> _READING PASSAGE_
----------
In the US, markets moved slightly higher last week, following a sharp sell-off the previous Friday, triggered by a mix of earnings reports, increased tariffs, and disappointing economic data. It was a relatively quiet week for economic releases, though one key report stood out. The ISM Services Index, which tracks growth in the services sector, fell to 50.1, just above the deflationary threshold. However, the weaker-than-expected reading was attributed to seasonal and weather-related factors that slowed business activity. The Q2 earnings season is winding down, but several notable reports emerged. Palantir, one of the most-discussed companies in the AI sector, reported record revenues of $1bn, well above expectations of $933mn. The company highlighted its recent $10bn deal with the US government, which spans the next decade, as well as strong demand for its AI platform software. Palantir, with a market cap of $430bn, is now the 23rd most valuable company in the world, ahead of firms like Coca-Cola, Bank of America, and AMD. Its market value was just $13bn in January 2023. Moreover, Palantir joined an exclusive group of companies, contributing 4% to the S&P 500’s overall returns in 2025, alongside NVIDIA (27%), Microsoft (21%), Meta (10%), and Broadcom (8%). Collectively, these five companies have accounted for 70% of the S&P 500’s returns this year. Elsewhere, McDonald’s, Disney, Uber, and Eli Lilly all reported positive earnings last week. Overall, approximately 83% of S&P 500 companies that have reported Q2 results have exceeded expectations. This suggests that both the US consumer and business sectors continue to perform admirably, despite the ongoing geopolitical challenges. Positive earnings have further concentrated US equities, with the US equity market cap as a percentage of the developed world rising to 72.5% in July, while Europe’s market cap fell to 16.1%. The divergence between the “Magnificent Seven” (Mag7) and the rest of the S&P 500 has also never been more pronounced. Net income growth for the S&P 493 is estimated at just 1.8% for Q2 2025, compared to 25.6% for the Mag7. Lastly, Berkshire Hathaway shares have significantly underperformed the S&P 500 in recent months, with returns falling to levels not seen since the Global Financial Crisis and the COVID pandemic, as investors prepare for Warren Buffett’s official retirement as CEO. For the week, the S&P 500 and NASDAQ closed 1.42% and 2.81% higher, respectively.
----------
> _REQUIRED TASKS_
1/ According to the market commentary, why did the ISM Services Index come in weaker than expected? Answer in one to three sentences.
2/ Extend the market commentary past its final sentence.
The records below have no connection to the market commentary.

> _SOURCE DATA_
----------
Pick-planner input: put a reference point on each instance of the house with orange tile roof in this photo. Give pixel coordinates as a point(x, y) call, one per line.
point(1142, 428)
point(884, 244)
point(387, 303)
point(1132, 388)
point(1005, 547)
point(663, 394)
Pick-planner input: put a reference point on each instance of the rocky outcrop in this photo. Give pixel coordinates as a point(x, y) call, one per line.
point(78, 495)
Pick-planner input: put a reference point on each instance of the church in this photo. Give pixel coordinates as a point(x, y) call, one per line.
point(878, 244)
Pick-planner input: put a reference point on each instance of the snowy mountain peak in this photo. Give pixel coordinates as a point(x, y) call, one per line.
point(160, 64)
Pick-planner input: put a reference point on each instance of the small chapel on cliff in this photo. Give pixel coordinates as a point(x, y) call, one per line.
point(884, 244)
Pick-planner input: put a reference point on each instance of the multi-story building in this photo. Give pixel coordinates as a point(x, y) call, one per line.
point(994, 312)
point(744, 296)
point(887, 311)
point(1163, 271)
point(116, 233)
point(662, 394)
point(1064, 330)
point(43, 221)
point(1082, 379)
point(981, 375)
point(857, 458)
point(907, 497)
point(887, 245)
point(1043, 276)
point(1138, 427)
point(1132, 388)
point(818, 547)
----------
> _YOUR RESPONSES_
1/ The ISM Services Index fell to 50.1, a weaker-than-expected reading. It was attributed to seasonal and weather-related factors that slowed business activity.

2/
In Europe, markets rose last week, driven by reduced trade tensions with the US. The EU avoided new tariffs, following the signing of a trade deal with the US, which exempted it from levies imposed on countries like Canada and Switzerland. Earnings reports from major companies across Europe showed mixed results. In Germany, Siemens reported profits in line with estimates, though results were impacted by a weaker dollar, which affected Q2 earnings. The company also cited US tariffs as a reason for slower new orders during the quarter. Nevertheless, Siemens maintained its guidance for the 2025 fiscal year. Novo Nordisk, Denmark’s largest company and once the largest in Europe, lowered its 2025 sales forecast to between 8% and 14%, down from 13% to 21%, due to slower growth in sales of its Ozempic drug (8% year-on-year). The company has struggled to keep pace with rivals like Eli Lilly, which has surpassed Novo in sales of diabetes and weight-loss drugs. Closer to home, Dublin-based CRH reported revenues of $10.2 billion in the second quarter, up 6% year-on-year, having completed 19 acquisitions so far in 2025. For the week, the Eurostoxx 50 and STOXX 600 closed 3.10% and 2.03% higher, respectively.
In the UK, the FTSE 100 rose slightly last week, as a tight monetary policy decision tempered positive earnings sentiment. As expected, the Bank of England cut interest rates by 0.25%, but the decision was made on a second vote after the first failed to yield a result. This divergence in opinion lowered expectations for further rate cuts and pulled the market lower. BP, one of the UK’s largest oil producers, exceeded Q2 profit estimates, with shares rising nearly 3%. The company also announced significant cost-cutting measures, including the reduction of over 6,000 jobs and a £750mn share buyback. Additionally, BP recently made its largest oil and gas discovery in 25 years off the coast of Brazil. Diageo, owner of the Guinness brand, saw shares climb 4% on Thursday despite earnings falling short of expectations, as the company forecast positive growth for the second half of 2025. For the week, the FTSE 100 closed 0.04% higher.